▶ [Short problem]: Rewrite every line of the records below as a numbered list, skipping any blank lines. Leave the pictures out of your answer.

▶ [Dataset excerpts]:
- - -

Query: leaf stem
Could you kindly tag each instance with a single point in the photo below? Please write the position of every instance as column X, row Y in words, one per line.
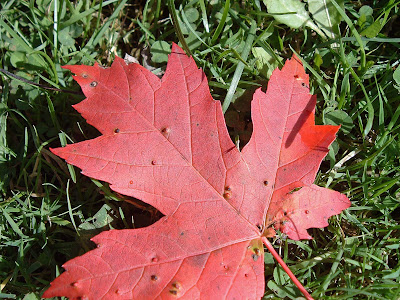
column 286, row 268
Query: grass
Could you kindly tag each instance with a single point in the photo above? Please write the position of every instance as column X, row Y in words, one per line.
column 49, row 211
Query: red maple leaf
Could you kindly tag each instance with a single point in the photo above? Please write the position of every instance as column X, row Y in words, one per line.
column 165, row 142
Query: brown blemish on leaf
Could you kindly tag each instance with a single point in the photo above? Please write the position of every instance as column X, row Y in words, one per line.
column 154, row 277
column 227, row 195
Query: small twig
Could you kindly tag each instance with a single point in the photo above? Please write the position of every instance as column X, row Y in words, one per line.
column 286, row 268
column 38, row 84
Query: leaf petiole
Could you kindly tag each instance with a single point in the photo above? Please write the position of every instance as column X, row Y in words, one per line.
column 286, row 268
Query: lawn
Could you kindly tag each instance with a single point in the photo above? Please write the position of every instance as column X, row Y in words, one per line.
column 49, row 211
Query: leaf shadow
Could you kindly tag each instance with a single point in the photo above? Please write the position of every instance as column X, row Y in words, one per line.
column 304, row 115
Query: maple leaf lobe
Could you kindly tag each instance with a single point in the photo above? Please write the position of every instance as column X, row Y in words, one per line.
column 166, row 143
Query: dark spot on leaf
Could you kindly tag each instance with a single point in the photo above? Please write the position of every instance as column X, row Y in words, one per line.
column 304, row 85
column 176, row 285
column 227, row 195
column 165, row 130
column 154, row 277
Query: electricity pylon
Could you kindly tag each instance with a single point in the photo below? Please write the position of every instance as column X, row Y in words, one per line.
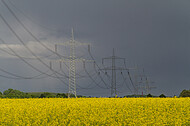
column 72, row 61
column 113, row 69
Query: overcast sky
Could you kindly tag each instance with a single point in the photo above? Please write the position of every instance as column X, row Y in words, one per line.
column 151, row 33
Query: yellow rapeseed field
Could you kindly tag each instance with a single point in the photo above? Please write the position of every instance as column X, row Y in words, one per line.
column 95, row 111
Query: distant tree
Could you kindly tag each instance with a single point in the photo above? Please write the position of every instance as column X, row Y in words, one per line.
column 149, row 95
column 185, row 93
column 162, row 96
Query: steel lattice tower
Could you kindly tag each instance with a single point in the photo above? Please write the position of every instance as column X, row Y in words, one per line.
column 72, row 59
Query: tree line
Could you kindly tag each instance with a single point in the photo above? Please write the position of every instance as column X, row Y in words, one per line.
column 11, row 93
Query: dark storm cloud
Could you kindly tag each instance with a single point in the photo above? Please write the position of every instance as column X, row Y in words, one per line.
column 152, row 33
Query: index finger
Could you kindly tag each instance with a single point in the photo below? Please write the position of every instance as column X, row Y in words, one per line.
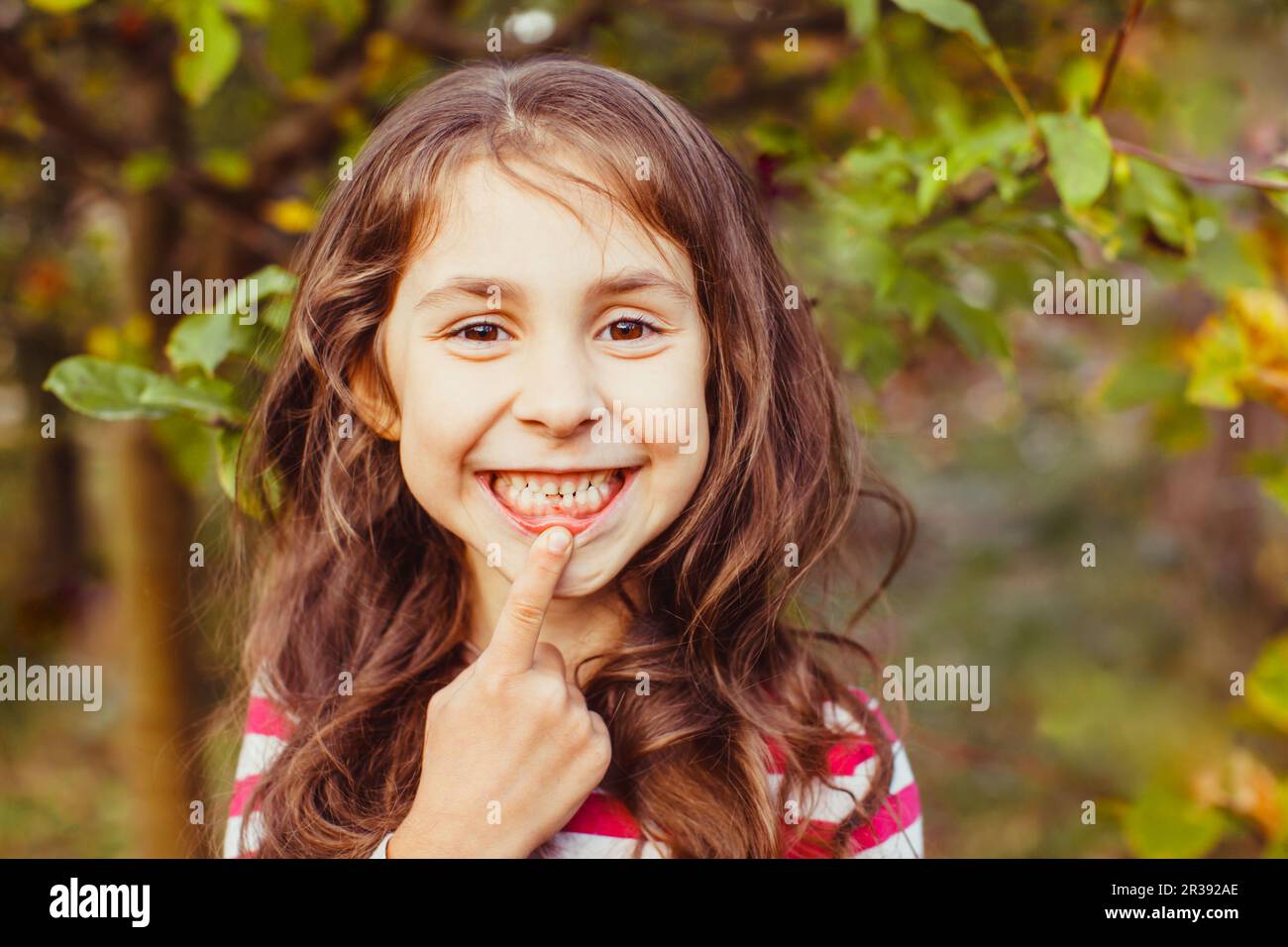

- - -

▶ [Response to the exercise]:
1. Query: leaf stem
2. Could you kindly tag each instance with a single point in the photo below? Please write the position of every instance as column X, row Y in words, one per line.
3. column 286, row 268
4. Query: grass
5. Could you kindly tag each instance with a single point in the photo above? Please write the position of every instance as column X, row Y in words, one per line.
6. column 49, row 211
7. Query: red maple leaf
8. Could you kindly tag each instance with a single point in the photo above? Please write the position of every instance as column X, row Y in words, one per line.
9. column 165, row 142
10. Query: brown blemish on leaf
11. Could you kindly tag each instance with a single point in the photo above? Please write the position of every instance as column X, row Y in words, one per line.
12. column 154, row 277
13. column 227, row 195
14. Query: small twig
15. Could you kindly tag each instance with a single point in the photo above? Please write the position of every instance as column X, row Y in words, one per line.
16. column 286, row 268
17. column 38, row 84
18. Query: leaf petiole
19. Could you kindly tag each instance with a single point in the photo above? Please write the position of every instance as column X, row Y in words, one per line.
20. column 286, row 268
21. Query: lawn
22. Could you kindly tag each instance with a single point in the photo above? Please write the position of every instance as column X, row Y in words, one per line.
23. column 49, row 211
24. Query: leaf shadow
25. Could you kindly tag each instance with a single point in the photo above? Please write the position of every instance as column X, row Y in words, one per line.
26. column 304, row 115
27. Query: maple leaf lobe
28. Could you kindly tag each instance with a single point in the photo above? Please write the position of every instance as column X, row Y in words, one per line.
29. column 166, row 143
30. Query: dark spot on leaf
31. Could you kindly tag each instance with a single point in the photo above? Please write the position of every instance as column X, row Y in words, one per line.
32. column 304, row 85
33. column 176, row 285
34. column 227, row 195
35. column 165, row 130
36. column 154, row 277
37. Query: electricity pylon
38. Could you kindly tag each instance with a single point in the photo below? Please write the position of every instance as column X, row Y in words, one per line.
39. column 72, row 61
40. column 113, row 69
41. Query: overcast sky
42. Could you kindly tag each instance with a single point in the photo above? Please write the position of every instance as column X, row Y in words, one per line.
43. column 151, row 33
44. Query: yellow rapeseed field
45. Could you kindly tag each instance with a single point in the photo above? Please write the position of every instance as column X, row Y in words, one per line.
46. column 95, row 111
47. Query: distant tree
48. Could you kindly tag each instance with a single point in the photo above? Please write the position of every instance as column X, row Y in words, one per line.
49. column 149, row 95
50. column 185, row 93
51. column 162, row 96
52. Query: steel lattice tower
53. Could you kindly tag each instance with a single point in the photo above? Please write the position of every instance as column X, row Y in words, one per line.
54. column 72, row 59
55. Query: tree line
56. Could you kindly tag each instance with a single point in the photo above? Please write the position of every instance as column X, row Y in words, one per line.
57. column 11, row 93
58. Query: dark storm cloud
59. Could you kindly tag each instance with a single point in the photo above? Please write the position of every instance as column X, row Y in words, one per line.
60. column 152, row 33
61. Query: index finger
62. Could you kindly tag each instance with a single point in the photo below? Please write the position of every instance as column X, row Y in words, one per line.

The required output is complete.